◆ Material shown ◆

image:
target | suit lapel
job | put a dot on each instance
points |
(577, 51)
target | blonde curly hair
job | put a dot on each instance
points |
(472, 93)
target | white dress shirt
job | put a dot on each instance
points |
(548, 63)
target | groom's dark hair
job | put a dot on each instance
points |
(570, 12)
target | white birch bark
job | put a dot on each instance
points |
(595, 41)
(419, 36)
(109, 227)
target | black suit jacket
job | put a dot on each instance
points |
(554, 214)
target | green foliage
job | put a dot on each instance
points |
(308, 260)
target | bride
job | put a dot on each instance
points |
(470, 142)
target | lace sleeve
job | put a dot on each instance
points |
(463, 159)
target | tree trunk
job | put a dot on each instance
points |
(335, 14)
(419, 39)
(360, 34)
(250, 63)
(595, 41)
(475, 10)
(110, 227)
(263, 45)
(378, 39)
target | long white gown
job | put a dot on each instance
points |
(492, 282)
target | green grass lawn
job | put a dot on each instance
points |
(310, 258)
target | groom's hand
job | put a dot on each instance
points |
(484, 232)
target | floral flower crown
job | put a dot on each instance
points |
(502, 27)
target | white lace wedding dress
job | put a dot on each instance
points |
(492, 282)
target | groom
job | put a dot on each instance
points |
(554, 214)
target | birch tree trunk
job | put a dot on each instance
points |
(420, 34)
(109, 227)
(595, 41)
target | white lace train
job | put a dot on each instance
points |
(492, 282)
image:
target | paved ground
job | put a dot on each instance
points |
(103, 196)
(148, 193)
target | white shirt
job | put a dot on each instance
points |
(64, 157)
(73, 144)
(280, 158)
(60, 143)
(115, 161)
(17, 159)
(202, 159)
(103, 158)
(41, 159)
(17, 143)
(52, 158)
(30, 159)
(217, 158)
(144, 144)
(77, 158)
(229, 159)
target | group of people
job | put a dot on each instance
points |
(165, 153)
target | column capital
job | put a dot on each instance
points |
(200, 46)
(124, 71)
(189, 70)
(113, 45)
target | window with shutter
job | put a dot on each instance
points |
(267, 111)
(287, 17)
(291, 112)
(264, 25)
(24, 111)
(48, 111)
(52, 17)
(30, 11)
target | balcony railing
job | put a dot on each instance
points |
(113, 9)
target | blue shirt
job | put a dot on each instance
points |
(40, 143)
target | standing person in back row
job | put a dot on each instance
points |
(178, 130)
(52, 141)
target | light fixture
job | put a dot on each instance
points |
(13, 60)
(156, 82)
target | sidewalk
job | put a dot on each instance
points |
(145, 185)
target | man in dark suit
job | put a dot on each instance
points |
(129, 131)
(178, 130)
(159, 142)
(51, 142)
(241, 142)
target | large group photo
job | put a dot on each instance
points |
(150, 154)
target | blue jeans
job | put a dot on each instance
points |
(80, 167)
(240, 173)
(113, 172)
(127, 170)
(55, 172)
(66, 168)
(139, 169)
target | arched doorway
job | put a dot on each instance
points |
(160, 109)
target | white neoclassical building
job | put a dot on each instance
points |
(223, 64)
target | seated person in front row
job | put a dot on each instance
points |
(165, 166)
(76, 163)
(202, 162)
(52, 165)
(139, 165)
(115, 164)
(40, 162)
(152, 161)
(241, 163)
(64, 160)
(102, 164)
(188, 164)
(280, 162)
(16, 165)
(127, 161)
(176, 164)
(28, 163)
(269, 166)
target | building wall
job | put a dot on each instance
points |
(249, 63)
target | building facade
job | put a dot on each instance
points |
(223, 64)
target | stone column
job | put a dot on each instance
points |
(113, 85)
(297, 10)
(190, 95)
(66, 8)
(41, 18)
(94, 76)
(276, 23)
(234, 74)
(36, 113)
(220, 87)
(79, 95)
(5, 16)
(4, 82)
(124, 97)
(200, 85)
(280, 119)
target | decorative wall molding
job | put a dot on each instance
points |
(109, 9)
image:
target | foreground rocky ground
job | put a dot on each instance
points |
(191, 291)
==
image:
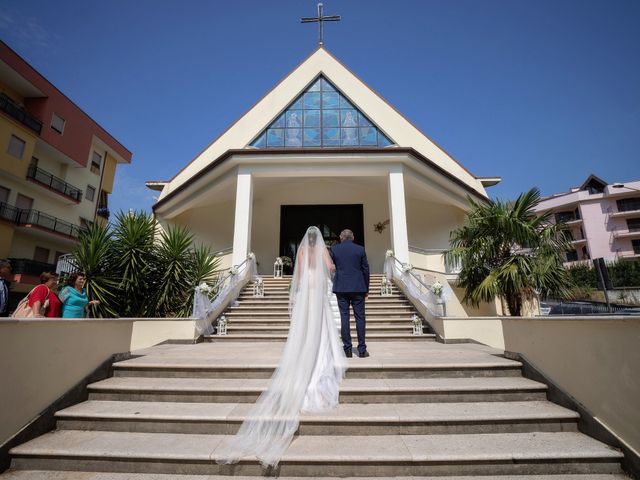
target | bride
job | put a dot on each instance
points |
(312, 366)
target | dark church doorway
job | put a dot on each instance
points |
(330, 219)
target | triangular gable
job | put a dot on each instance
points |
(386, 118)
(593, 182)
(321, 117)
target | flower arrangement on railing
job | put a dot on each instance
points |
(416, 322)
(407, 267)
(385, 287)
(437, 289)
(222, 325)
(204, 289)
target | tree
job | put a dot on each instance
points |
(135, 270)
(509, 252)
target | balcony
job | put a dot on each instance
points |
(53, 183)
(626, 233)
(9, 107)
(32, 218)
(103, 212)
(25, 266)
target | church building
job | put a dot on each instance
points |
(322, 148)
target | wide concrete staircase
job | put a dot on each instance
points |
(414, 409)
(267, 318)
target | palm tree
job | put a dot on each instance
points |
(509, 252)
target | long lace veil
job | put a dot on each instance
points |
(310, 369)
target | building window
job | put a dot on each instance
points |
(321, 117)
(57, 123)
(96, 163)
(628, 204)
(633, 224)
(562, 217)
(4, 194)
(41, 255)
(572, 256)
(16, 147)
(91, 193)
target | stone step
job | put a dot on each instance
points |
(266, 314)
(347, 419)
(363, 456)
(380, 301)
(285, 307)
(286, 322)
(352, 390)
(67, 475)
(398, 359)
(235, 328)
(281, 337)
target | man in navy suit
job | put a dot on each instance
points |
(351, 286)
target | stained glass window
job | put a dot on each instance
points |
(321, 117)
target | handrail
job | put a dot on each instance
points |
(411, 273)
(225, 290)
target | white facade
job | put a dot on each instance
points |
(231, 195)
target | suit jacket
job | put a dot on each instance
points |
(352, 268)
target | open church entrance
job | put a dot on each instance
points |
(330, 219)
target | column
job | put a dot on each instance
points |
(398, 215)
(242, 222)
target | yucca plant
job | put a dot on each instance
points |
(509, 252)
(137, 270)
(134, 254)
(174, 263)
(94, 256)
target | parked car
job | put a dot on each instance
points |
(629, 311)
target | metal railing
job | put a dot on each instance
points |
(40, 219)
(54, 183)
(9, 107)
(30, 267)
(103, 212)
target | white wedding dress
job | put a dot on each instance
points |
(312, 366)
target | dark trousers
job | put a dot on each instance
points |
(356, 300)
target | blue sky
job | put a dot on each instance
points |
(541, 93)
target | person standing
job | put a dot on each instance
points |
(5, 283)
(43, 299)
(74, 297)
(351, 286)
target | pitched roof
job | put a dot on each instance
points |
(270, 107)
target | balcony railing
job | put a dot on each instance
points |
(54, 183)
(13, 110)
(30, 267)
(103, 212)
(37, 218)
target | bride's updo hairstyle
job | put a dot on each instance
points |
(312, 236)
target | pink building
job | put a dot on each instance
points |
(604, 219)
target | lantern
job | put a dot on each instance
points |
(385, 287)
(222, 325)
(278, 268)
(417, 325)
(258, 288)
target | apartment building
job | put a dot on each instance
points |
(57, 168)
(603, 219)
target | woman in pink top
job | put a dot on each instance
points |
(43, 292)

◆ Aim of the exercise ◆
Within the lines above, find those holding the word "suit" and copy them.

◆ Written answer ◆
target | suit lapel
target | black suit jacket
target | man in dark suit
target | man in navy suit
target | suit jacket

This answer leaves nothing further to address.